APPLY WHAT YOU READ:
[A] Copy the stretch of the interview with Sherry Isaac from "And a copy of" through "her writing ability.", substituting "Montana" for each "Colorado".
[B] Continue the interview with Sherry Isaac from its last sentence.

TEXT PROVIDED:

Winner of The Alice Munro Short Story Award, Sherry Isaac’s tales of life, love and forgiveness that transcend all things, including the grave, appear online and in print. Her first collection of shorts, Storyteller, debuts July 2011. For more information, or to order an autographed copy, click HERE.

>Interview + Giveaway with Author Sherry Isaac!

>

Sherry Isaac is an exquisitely talented author with a new release out! A beautiful book of short stories entitled STORYTELLER. This is Sherry’s second visit with me on One Word at a Time. Last week she spoke about Imagination. This week we’ll learn more about Sherry’s journey to publication and her views on writing.

For last weeks post: Click here.
For her Ruby Slippered Sisterhood post on writing short: Click here.

Remember to comment or post a question for Sherry to be entered to WIN:
 1 of 5 custom bookmarks pictured below.  (Internat.)
And a copy of STORYTELLER (US/Can)

I first met Sherry Isaac at Margie Lawson’s Immersion Master Class where 7 writers were corralled at Margie’s mountainside home in Colorado for a week of 10+ hour days of writing and critiquing and learning. It was an amazing experience and I recommend Margie’s classes to everyone! I hope to find an Immersion Master Class II to attend soon.

Within a few hours of meeting Sherry I adored her. She is one of those easy-going, fun-loving, warm individuals who can make you feel like you’ve known them forever. Within a day of meeting her I was awed by the breadth of her writing ability.

Sherry is an amazing author and an even better friend. Her first collection of shorts, STORYTELLER, debuted last month, July 2011.

Welcome, Sherry!!

~ ~ ~ ~ ~ ~ ~ ~ ~ ~

What is your favorite story in the new collection, STORYTELLER? Why? 

Ask this question on a different day and you’ll get a different answer. Today I’ll say, A Love of Reading.

SOURCE DATA:
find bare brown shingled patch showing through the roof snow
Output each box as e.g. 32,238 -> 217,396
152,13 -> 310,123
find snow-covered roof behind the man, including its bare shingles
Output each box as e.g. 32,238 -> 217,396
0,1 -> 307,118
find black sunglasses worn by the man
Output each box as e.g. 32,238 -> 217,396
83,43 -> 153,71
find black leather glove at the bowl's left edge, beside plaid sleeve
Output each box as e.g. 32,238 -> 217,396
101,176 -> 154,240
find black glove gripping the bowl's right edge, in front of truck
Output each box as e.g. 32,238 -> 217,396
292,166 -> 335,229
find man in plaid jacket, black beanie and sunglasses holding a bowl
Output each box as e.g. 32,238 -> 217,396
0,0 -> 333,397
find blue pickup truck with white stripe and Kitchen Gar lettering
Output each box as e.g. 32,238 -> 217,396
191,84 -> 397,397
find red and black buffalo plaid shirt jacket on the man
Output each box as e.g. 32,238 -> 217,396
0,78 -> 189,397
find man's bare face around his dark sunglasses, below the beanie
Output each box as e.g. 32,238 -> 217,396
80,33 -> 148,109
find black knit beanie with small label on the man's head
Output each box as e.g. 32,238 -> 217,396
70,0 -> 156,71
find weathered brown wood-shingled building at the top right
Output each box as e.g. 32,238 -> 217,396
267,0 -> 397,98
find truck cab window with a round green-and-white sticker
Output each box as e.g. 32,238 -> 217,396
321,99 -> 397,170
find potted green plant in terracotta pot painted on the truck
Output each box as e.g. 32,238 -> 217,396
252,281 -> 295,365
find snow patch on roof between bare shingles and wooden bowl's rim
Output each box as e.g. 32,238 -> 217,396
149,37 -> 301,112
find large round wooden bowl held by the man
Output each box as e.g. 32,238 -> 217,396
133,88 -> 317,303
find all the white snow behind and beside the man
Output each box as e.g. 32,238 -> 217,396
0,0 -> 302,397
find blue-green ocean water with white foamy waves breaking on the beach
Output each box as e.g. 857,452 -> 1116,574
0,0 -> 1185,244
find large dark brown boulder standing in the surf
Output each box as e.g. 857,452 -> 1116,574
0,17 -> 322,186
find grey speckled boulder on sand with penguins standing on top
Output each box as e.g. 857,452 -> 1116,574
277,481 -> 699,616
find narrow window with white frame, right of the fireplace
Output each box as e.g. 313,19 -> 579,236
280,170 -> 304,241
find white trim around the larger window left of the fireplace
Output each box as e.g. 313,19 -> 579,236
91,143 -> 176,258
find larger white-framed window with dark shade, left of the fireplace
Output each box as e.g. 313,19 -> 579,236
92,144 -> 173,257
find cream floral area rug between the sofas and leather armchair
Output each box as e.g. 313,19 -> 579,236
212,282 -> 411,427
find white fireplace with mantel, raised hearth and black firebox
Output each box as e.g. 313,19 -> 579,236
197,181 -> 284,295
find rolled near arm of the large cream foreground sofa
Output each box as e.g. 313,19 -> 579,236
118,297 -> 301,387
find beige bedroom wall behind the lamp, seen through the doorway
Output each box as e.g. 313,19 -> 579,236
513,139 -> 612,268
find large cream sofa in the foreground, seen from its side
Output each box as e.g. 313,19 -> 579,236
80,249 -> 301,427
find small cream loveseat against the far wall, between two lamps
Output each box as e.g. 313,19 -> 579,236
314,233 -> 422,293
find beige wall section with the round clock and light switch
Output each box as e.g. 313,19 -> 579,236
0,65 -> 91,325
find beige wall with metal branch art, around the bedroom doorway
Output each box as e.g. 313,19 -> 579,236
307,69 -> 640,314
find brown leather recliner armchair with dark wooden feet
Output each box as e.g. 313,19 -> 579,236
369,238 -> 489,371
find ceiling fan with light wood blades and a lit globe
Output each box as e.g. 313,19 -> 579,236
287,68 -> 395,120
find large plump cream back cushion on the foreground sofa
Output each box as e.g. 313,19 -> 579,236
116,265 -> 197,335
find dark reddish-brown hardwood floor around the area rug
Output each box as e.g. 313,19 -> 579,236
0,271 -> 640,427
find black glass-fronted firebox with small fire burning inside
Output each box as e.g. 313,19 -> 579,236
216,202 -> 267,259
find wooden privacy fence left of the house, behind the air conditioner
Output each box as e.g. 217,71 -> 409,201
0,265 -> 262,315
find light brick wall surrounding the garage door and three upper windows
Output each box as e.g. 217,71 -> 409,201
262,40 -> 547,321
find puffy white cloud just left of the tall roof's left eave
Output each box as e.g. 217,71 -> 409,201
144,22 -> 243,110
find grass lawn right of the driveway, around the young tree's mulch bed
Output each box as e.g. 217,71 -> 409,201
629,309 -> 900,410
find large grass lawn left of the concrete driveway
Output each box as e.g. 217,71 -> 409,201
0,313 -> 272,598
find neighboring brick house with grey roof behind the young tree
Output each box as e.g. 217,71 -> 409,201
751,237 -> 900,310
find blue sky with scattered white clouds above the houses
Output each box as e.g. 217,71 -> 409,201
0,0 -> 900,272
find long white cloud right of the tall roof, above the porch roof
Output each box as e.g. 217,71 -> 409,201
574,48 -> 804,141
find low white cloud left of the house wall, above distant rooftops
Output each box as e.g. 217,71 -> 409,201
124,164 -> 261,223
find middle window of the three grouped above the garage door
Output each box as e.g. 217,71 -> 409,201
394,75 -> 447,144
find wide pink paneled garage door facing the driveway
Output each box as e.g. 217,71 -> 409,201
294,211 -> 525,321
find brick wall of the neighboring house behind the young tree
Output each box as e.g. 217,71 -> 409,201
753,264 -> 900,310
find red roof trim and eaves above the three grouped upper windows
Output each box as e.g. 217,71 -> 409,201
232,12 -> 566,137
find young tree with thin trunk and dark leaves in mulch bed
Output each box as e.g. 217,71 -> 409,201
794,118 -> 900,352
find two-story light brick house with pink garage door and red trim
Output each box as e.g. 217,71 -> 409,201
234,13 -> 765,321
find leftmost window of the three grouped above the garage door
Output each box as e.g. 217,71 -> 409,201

ANSWERS BY ITEM:
[A]
And a copy of STORYTELLER (US/Can)

I first met Sherry Isaac at Margie Lawson’s Immersion Master Class where 7 writers were corralled at Margie’s mountainside home in Montana for a week of 10+ hour days of writing and critiquing and learning. It was an amazing experience and I recommend Margie’s classes to everyone! I hope to find an Immersion Master Class II to attend soon.

Within a few hours of meeting Sherry I adored her. She is one of those easy-going, fun-loving, warm individuals who can make you feel like you’ve known them forever. Within a day of meeting her I was awed by the breadth of her writing ability.

[B]
The weather is great and I’ve been working in my garden and sprucing up the lawn. Grandpa would be proud. My grandfather always had the prettiest garden, the plumpest tomatoes, the softest, greenest grass, the ‘bloomiest’ flowers.

Eight, maybe ten years ago, I heard a story about my grandparents no one had shared before. It was how they met. While the rest of A Love of Reading has nothing to do with my grandparents’ lives other than their till-death-do-us-part devotion, when I heard the story of how they met, I knew I’d have to use it some day. When Simon and Lila’s story came to me, I knew I’d found the right story to honour that snippet of my grandparents’ lives. I don’t know how their first conversation was sparked. I don’t know what Grandpa said to Grandma. But I know they met at Woolworth’s in downtown Winnipeg on a Wednesday. And I know they ended up spending a scandalous afternoon in the park…Kissing!

How hard has launching your book been? Were there any surprises?

Yikes.

The biggest surprise was the amount of time it takes, so start early. I’d read a lot and felt prepared in terms of what to try, and what might be a waste of time. I built a small platform through keeping in touch with class and workshop mates and doing readings. I don’t know what I’d do now or where to start had I not spent all of my writing days leading up to this point doing exactly those things.

I recently took an online class in growing your audience, and had already come across and applied most of the information prior to this class so in that regard, I felt I was ahead of the game. But the time commitment is unreal. It reaffirmed my decision to start early.

If I could have, I’d have reached through the screen and gently smacked the handful of writers in that class who didn’t feel it was necessary to start a website or blog or other form of internet presence, including commenting or guest blogging, until they had a contract in hand.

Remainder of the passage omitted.